◆ ВЫПОЛНИТЕ ЗАДАНИЯ
1. Что держит мать, которая стоит напротив, в тексте для чтения?
2. Продолжите текст для чтения с того места, на котором он заканчивается.
*** ТЕКСТ ДЛЯ ЧТЕНИЯ ***
Я стоял у двери и слушал, как они пьют чай. За окном плакала женщина. В коридоре шептались журналисты. А внизу мигрантов грузили в машину, как мешки с цементом — равнодушно, без слов. Один оглянулся, увидел мать и отвёл глаза.

Меня добивает то, как они стоят потом — чистенькие, выбритые, и просят жалости. Просят: «Я болен. Я хочу домой». Как будто боль их тел важнее смерти чужого ребёнка. А мать стоит напротив и держит платок, будто им можно задушить несправедливость.

Они хотят домой. Не потому что совесть мучает, а потому что боятся ответственности. Всё остальное — чужие слёзы, чужая могила, чужая мать — это пустота. И вот здесь начинается настоящий скандал. Потому что в этой пьесе мигрант не жертва обстоятельств, а актёр, играющий на жалость, прикрывая убийство слезливой речью.

Я не верю ни одному их слову. И не хочу верить. Пусть возвращаются — но только туда, где им действительно место: в собственную память о содеянном. Домой возвращаются живые и чистые, а не те, кто искалечил чужую жизнь и теперь мечтает спрятаться за словами «умоляю, простите».
*** ИЗВЛЕЧЁННЫЕ ДАННЫЕ ***
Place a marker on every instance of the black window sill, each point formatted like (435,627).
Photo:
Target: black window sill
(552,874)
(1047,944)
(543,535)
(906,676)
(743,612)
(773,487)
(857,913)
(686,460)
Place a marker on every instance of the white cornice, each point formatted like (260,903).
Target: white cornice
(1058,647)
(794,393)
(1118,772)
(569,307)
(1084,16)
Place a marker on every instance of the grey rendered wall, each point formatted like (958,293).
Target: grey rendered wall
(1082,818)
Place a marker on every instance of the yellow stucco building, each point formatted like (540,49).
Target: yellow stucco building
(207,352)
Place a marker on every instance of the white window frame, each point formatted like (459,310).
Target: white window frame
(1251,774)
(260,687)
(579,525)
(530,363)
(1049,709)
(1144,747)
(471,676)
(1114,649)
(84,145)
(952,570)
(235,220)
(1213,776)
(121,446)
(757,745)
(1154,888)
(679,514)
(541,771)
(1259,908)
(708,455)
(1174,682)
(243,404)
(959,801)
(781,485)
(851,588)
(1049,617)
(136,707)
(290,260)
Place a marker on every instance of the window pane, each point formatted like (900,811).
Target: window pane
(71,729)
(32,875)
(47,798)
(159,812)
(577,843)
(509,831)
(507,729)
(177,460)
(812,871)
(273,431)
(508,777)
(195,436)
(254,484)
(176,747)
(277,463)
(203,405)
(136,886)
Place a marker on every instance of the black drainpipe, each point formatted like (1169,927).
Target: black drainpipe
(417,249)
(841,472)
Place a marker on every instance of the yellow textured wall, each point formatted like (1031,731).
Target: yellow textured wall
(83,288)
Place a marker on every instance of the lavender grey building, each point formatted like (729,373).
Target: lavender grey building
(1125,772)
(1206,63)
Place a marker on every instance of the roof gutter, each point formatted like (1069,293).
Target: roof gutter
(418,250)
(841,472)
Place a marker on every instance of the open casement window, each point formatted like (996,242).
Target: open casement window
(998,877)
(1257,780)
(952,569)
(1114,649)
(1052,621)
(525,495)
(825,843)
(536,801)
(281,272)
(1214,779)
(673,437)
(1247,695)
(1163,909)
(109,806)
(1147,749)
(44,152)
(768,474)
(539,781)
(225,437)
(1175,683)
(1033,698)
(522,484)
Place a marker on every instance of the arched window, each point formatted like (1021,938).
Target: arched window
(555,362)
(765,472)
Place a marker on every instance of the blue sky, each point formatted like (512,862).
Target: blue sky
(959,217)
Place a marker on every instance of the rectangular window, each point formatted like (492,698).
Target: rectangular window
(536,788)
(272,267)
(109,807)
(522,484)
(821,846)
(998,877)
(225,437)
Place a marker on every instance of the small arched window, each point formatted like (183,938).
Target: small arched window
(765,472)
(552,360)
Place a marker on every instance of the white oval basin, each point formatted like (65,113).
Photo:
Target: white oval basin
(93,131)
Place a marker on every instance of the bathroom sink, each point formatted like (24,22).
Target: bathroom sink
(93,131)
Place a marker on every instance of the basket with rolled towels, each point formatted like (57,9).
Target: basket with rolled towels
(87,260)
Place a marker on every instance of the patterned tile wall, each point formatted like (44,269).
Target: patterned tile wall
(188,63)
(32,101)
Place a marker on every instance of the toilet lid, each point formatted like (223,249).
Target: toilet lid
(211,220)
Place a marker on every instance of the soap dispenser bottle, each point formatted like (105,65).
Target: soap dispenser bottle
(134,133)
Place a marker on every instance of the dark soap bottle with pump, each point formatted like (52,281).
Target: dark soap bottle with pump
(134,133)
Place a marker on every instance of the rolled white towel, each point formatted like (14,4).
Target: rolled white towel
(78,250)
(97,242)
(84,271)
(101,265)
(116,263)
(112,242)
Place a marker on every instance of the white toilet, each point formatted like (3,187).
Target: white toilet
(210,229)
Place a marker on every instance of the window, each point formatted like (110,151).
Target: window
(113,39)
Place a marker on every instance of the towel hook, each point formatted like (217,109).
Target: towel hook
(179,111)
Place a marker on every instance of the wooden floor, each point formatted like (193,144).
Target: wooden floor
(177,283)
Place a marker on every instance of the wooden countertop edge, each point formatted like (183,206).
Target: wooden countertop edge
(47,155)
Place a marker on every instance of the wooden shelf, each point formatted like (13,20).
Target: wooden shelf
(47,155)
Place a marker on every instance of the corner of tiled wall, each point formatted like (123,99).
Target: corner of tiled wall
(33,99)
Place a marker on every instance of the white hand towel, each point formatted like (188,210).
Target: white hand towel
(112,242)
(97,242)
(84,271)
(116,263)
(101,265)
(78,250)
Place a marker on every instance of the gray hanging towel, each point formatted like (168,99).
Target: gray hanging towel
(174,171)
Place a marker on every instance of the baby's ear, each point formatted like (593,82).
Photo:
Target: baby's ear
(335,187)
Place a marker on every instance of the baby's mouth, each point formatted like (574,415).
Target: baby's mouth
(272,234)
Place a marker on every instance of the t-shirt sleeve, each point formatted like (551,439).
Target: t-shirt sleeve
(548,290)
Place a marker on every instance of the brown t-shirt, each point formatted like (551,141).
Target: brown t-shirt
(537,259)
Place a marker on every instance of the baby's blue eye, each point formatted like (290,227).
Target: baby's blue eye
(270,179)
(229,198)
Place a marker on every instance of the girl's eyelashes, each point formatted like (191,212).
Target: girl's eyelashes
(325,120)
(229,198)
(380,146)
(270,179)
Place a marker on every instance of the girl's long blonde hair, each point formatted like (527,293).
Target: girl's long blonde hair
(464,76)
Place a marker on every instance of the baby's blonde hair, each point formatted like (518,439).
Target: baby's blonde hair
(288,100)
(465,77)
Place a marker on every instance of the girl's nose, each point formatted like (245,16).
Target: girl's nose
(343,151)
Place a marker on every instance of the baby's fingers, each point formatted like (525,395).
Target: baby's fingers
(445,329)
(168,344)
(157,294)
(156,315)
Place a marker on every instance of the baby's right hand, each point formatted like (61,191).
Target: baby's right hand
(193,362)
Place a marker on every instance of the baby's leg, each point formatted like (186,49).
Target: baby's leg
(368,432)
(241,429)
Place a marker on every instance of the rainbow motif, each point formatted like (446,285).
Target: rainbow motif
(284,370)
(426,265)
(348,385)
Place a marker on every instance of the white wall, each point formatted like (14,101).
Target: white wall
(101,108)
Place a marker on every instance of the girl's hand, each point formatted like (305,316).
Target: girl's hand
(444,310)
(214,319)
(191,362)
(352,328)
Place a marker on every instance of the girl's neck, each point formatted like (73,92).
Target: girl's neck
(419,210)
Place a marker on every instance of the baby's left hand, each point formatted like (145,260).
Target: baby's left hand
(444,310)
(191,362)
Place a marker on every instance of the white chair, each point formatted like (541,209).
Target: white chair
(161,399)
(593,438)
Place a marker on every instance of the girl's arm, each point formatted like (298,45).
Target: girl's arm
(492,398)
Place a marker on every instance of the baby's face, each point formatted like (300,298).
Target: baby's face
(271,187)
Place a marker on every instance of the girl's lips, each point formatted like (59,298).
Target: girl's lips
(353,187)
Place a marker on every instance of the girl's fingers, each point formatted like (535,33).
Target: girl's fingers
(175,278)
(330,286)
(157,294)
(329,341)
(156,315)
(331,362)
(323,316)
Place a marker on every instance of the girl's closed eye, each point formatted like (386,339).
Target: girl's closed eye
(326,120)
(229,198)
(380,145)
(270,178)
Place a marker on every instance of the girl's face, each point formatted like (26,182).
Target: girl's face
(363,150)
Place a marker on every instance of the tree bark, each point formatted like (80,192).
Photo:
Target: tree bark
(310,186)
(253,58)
***
◆ ОТВЕТЫ К ЗАДАНИЯМ
1. Платок.

2.
-4

Платок в руках матери Игоря дрожал ещё долго после того, как они увели мигрантов. Дым над двором поднимался, серый и плотный, словно вся страна пыталась выкурить из себя чувство обмана и бессилия. А я стоял в коридоре и думал: всё повторится. Но никто не помнит мальчика. Только его мать, только платок, только линолеум, который пропитал чужой пот и чужую ложь.

Они стояли в зале, ровные, аккуратные, и слёзы лились ровно по плану. «Я болен… у меня мама… хочу домой…» — как будто главное несчастье в мире — их туберкулёз и тоска по родине. А мальчик? Он лежит в земле, и никто не спрашивает, куда ему хочется вернуться.

Эти люди не понимают, что здесь чужие законы, чужие жизни, чужие слёзы. Им важно только одно: спрятаться за жалостью, сделать вид, что они страдали сильнее всех, что мир должен им что-то. В этой пьесе они актёры, играющие на публику, а реальность им безразлична. И когда ты видишь это, хочется кричать: «Вы здесь ничего не цените, кроме собственной кожи!»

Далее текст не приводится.